## [Required action]
Which lines of the entries below hold the word "column"? Report each of them.

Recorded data
----------------
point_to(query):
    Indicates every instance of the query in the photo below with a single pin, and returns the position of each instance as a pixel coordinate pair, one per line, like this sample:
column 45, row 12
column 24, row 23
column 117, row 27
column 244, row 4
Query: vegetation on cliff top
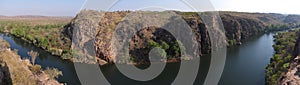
----------------
## [Answer to the problem]
column 45, row 12
column 24, row 23
column 117, row 27
column 244, row 4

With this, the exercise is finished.